What is needed:
Transcribe the records word for word, starting at the very first line and ending with the line that contains "column 220, row 56", including that line. Leave the pictures out of your transcription.

(Point labeling records)
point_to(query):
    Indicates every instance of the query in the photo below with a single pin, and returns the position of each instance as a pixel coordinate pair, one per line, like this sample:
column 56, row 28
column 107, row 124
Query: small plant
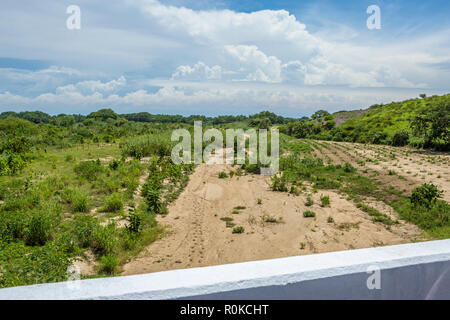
column 114, row 203
column 223, row 175
column 108, row 263
column 239, row 229
column 278, row 184
column 135, row 222
column 309, row 202
column 426, row 195
column 270, row 219
column 349, row 168
column 229, row 224
column 325, row 201
column 80, row 203
column 309, row 214
column 114, row 165
column 39, row 229
column 294, row 190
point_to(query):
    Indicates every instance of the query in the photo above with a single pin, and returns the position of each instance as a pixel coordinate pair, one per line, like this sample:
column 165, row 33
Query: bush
column 400, row 138
column 80, row 203
column 325, row 201
column 309, row 214
column 223, row 175
column 89, row 169
column 425, row 195
column 113, row 203
column 23, row 265
column 349, row 168
column 239, row 229
column 114, row 165
column 109, row 263
column 38, row 229
column 104, row 241
column 154, row 200
column 278, row 184
column 84, row 230
column 135, row 222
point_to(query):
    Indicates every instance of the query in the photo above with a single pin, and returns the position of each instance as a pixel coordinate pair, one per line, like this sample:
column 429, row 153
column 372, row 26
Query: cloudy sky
column 220, row 56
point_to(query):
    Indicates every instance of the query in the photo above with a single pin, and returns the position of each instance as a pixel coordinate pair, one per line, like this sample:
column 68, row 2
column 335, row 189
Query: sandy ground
column 412, row 168
column 196, row 235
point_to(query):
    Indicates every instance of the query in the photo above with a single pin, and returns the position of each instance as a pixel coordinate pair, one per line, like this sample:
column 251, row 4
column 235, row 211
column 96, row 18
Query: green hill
column 422, row 122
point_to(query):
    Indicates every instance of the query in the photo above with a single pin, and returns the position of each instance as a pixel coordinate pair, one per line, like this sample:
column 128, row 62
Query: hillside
column 423, row 123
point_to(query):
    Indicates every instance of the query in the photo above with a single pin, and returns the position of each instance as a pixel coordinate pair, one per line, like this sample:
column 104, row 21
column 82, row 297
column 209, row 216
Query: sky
column 216, row 57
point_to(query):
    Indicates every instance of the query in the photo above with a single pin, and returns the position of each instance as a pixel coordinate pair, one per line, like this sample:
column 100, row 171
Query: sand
column 195, row 235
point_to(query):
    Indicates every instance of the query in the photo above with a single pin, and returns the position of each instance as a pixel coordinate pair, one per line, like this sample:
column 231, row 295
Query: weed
column 325, row 201
column 239, row 229
column 309, row 214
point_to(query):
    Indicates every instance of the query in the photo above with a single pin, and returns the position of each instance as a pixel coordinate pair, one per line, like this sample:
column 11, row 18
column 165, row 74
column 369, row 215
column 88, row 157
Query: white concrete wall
column 410, row 271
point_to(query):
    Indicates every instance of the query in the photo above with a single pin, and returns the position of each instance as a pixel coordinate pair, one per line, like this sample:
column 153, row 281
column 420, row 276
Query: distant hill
column 342, row 116
column 421, row 122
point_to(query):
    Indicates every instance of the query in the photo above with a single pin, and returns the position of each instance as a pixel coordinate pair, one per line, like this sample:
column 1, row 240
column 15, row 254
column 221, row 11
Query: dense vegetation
column 69, row 183
column 422, row 123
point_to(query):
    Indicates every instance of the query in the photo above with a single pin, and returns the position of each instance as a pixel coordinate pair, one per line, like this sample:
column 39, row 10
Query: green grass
column 238, row 230
column 309, row 214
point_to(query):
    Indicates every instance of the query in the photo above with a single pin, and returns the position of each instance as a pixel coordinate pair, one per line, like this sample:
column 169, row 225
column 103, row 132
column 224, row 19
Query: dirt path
column 196, row 235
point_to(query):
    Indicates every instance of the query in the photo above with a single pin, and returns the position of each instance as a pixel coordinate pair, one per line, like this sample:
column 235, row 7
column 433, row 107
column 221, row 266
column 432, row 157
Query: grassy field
column 90, row 190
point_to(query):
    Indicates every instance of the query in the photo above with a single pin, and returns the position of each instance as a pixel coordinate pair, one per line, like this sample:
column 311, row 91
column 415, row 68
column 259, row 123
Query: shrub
column 223, row 175
column 153, row 198
column 38, row 229
column 80, row 203
column 239, row 229
column 309, row 202
column 109, row 263
column 83, row 230
column 325, row 201
column 114, row 165
column 278, row 184
column 135, row 222
column 294, row 190
column 349, row 168
column 104, row 241
column 309, row 214
column 113, row 203
column 400, row 138
column 89, row 169
column 425, row 195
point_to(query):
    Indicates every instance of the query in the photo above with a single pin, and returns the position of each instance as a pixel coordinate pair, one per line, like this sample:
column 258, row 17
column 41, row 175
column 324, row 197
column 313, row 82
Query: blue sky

Full solution:
point_to(query):
    Indicates every instance of the query in the photo below with a single pin, and returns the position of each instance as a pixel coordinate pair, one per line, like this sample:
column 56, row 28
column 107, row 124
Query: small plant
column 114, row 203
column 223, row 175
column 108, row 263
column 239, row 229
column 278, row 184
column 135, row 222
column 309, row 202
column 426, row 195
column 270, row 219
column 349, row 168
column 229, row 224
column 325, row 201
column 80, row 203
column 309, row 214
column 114, row 165
column 39, row 229
column 294, row 190
point_to(query):
    Indicates every instance of the query in the photo above with a single pin, and returns the position of each instance as a pixel coordinate pair, one per line, like this sample:
column 165, row 33
Query: bush
column 400, row 138
column 80, row 203
column 325, row 201
column 309, row 214
column 223, row 175
column 89, row 169
column 425, row 195
column 113, row 203
column 23, row 265
column 349, row 168
column 239, row 229
column 114, row 165
column 109, row 263
column 38, row 229
column 104, row 241
column 154, row 200
column 278, row 184
column 84, row 230
column 135, row 222
point_to(query):
    Indicates every instance of the query in the photo above with a single pin, and returns the position of each instance as a pixel coordinate pair, one per line, like this sample:
column 429, row 153
column 372, row 26
Query: cloudy sky
column 220, row 56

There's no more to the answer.